** GESTELLTE AUFGABE 1 **
Welche Punktmarke überspringt der Dow-Jones-Index laut dem Dokument zum ersten Mal?

########

Höchster Schlusskurs aller Zeiten Dax nimmt 8100 wie im Flug
03.05.2013, 18:13 Uhr
Steiler Aufstieg am Nachmittag: Die Jobdaten aus den USA kamen um 14.30 Uhr (MESZ).
(Foto: REUTERS)
Die Anleger sind im Kaufrausch: Starke US-Arbeitsmarktdaten, dazu das ultra-billige Geld im Euroraum und der Mangel an alternativen Anlagenformen und fertig ist der Cocktail für ein neues Kursfeuerwerk. Der deutsche Leitindex Dax schließt auf dem höchsten Schlusskurs aller Zeiten. Auch in den USA werden neue Marken geknackt. Der Dow-Jones-Index überspringt erstmals die 15.000 Punkte.

########

** GESTELLTE AUFGABE 2 **
Sammle aus den folgenden Zeilen jede Zeile heraus, in der das Wort „window“ vorkommt.

########

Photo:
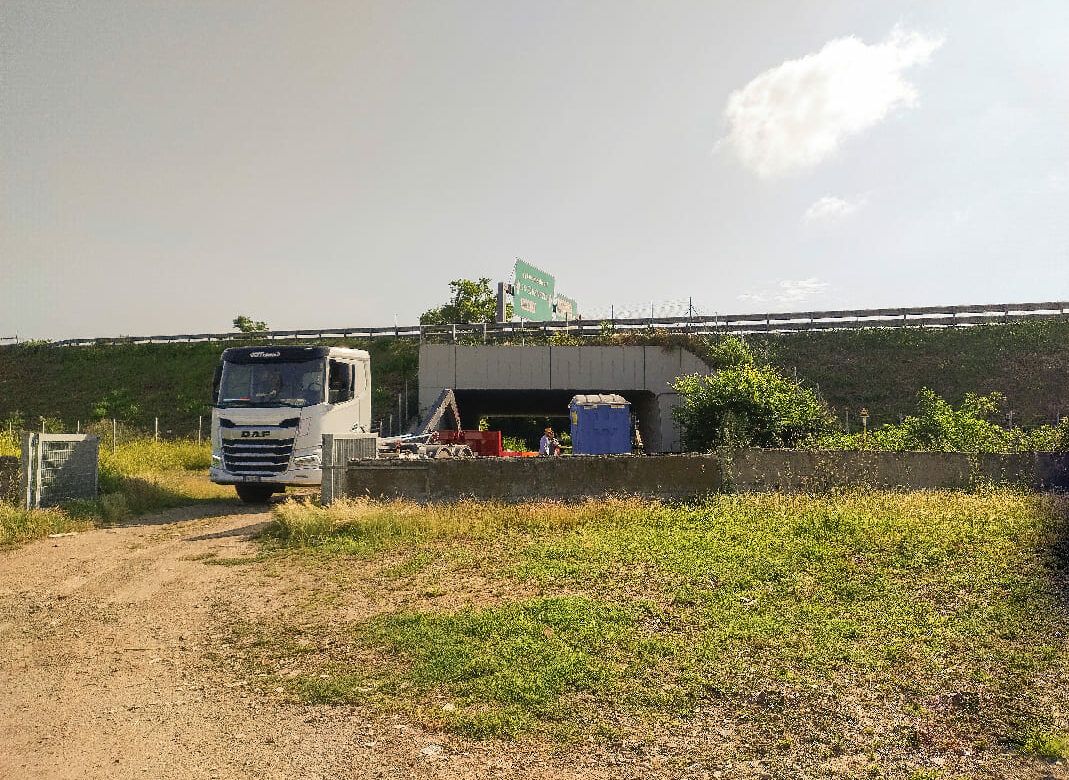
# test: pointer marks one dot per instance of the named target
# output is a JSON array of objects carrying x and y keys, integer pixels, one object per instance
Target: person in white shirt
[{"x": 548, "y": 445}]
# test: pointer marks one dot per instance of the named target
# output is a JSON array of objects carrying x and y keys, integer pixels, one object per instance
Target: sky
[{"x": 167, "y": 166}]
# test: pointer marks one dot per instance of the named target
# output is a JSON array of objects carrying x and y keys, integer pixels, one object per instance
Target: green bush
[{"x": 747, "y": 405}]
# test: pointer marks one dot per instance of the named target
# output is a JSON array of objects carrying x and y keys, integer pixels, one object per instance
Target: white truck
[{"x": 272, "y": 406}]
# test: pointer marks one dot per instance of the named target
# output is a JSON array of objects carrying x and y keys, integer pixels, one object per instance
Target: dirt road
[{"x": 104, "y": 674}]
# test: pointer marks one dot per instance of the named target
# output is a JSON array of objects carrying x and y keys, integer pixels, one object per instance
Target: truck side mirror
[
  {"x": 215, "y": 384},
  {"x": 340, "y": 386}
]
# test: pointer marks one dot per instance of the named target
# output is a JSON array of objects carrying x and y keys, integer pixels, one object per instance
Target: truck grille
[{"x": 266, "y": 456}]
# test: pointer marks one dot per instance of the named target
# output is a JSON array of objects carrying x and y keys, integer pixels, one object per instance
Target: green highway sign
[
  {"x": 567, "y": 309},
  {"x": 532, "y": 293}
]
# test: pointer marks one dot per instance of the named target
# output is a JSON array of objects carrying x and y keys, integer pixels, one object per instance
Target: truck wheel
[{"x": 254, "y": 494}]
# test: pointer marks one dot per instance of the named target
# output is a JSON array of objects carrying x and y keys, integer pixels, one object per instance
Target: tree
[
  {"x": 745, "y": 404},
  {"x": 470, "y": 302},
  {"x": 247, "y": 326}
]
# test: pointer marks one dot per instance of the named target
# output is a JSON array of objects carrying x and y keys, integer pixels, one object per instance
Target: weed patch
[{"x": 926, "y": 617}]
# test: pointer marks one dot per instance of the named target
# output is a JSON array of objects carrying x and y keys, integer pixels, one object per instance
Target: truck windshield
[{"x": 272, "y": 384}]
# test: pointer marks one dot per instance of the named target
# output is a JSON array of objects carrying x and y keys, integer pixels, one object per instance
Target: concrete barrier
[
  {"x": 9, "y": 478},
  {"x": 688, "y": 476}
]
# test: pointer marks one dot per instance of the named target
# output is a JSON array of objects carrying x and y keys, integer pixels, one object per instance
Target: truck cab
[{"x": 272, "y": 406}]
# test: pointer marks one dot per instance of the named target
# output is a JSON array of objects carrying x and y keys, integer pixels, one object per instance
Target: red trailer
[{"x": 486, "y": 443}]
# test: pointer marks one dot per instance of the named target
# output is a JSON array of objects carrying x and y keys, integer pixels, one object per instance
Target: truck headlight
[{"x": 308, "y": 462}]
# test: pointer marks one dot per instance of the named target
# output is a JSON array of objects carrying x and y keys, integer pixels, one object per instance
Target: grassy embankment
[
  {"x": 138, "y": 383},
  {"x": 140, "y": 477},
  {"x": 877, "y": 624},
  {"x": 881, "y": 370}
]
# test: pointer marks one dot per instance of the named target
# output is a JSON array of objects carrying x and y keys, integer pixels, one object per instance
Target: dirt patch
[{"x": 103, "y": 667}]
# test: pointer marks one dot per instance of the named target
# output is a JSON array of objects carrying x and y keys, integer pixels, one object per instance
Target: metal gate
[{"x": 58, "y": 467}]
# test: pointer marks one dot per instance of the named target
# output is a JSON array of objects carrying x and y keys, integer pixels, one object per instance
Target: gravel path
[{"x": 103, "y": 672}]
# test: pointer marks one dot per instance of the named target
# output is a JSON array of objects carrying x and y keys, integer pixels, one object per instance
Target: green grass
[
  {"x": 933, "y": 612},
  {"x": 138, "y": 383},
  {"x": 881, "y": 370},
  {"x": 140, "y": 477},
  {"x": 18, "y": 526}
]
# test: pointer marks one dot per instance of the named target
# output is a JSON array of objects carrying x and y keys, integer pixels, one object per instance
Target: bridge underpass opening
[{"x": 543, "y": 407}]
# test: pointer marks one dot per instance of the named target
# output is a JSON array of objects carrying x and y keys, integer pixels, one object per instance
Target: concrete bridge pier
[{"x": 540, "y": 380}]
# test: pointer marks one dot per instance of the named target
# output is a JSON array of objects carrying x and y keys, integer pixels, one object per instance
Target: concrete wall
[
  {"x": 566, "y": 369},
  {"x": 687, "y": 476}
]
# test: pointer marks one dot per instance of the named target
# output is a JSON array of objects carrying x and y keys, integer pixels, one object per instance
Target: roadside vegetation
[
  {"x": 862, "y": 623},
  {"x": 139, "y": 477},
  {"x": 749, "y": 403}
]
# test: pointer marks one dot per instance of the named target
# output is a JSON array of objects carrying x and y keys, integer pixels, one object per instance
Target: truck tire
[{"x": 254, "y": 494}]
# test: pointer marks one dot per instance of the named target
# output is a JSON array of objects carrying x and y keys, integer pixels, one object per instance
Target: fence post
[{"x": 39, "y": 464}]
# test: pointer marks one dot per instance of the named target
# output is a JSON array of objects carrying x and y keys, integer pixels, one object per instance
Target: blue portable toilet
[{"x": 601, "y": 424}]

########

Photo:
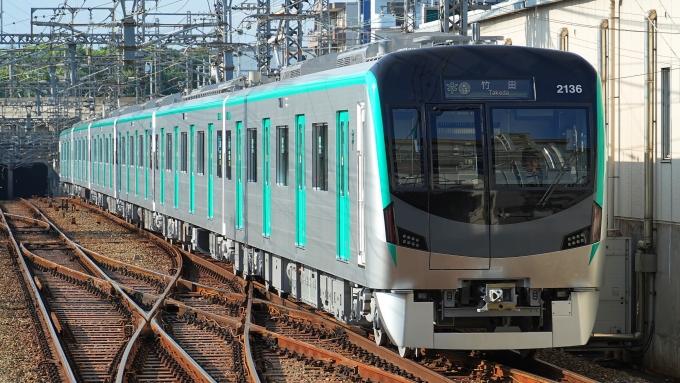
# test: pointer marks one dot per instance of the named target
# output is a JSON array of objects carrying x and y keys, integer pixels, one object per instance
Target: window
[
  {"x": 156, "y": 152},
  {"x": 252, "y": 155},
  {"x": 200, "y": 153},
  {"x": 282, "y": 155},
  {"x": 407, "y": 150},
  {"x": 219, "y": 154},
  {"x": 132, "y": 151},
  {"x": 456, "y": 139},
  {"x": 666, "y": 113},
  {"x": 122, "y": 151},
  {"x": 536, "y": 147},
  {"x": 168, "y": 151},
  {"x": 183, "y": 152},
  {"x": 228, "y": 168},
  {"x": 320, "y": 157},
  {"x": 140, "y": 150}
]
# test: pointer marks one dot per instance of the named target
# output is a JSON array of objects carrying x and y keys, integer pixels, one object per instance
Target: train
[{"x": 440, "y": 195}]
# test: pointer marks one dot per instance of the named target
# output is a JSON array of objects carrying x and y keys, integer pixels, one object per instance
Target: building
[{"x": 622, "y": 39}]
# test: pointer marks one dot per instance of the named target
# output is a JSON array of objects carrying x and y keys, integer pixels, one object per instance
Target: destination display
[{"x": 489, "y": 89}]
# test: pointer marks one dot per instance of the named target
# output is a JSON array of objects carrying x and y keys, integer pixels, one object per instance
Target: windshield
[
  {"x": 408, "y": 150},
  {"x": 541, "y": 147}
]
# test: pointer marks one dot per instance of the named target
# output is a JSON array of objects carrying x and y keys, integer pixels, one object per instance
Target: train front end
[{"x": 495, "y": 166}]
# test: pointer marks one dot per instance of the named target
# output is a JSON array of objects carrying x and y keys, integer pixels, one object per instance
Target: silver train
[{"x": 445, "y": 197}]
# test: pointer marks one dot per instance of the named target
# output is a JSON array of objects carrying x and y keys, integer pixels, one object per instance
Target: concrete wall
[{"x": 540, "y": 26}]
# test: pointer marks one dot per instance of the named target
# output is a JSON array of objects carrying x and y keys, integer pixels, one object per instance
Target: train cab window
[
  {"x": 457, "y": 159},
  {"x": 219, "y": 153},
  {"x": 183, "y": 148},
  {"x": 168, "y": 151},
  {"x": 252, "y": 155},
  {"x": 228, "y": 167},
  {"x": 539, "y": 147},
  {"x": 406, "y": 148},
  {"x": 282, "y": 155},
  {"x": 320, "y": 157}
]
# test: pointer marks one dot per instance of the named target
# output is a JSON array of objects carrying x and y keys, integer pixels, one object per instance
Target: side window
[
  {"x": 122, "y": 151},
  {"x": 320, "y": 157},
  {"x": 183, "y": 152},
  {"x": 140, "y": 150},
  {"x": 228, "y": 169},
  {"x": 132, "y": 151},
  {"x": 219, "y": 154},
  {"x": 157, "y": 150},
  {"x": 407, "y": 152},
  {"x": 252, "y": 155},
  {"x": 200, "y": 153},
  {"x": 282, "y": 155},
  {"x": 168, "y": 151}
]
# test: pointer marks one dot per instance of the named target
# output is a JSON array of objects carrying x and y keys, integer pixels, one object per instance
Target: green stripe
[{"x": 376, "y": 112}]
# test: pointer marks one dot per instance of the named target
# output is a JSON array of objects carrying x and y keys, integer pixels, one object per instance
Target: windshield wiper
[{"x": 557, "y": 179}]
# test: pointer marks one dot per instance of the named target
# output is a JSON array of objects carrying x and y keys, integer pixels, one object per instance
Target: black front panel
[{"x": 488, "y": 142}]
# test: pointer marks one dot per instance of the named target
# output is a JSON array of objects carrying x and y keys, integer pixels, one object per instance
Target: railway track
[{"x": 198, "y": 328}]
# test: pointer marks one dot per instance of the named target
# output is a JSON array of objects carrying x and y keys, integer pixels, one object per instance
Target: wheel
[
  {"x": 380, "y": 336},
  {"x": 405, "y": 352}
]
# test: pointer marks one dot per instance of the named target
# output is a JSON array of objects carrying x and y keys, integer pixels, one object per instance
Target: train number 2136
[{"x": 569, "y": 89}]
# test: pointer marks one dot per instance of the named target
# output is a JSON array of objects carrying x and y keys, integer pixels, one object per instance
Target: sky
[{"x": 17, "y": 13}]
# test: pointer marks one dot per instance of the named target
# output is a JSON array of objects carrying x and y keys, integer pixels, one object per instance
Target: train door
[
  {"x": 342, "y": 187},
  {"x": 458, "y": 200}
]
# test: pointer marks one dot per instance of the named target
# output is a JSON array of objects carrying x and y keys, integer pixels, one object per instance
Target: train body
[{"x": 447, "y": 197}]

########

** SCHRIFTLICHE ANTWORT 1 **
Der Dow-Jones-Index überspringt erstmals die 15.000 Punkte.

** SCHRIFTLICHE ANTWORT 2 **
Target: window
Target: train cab window
Target: side window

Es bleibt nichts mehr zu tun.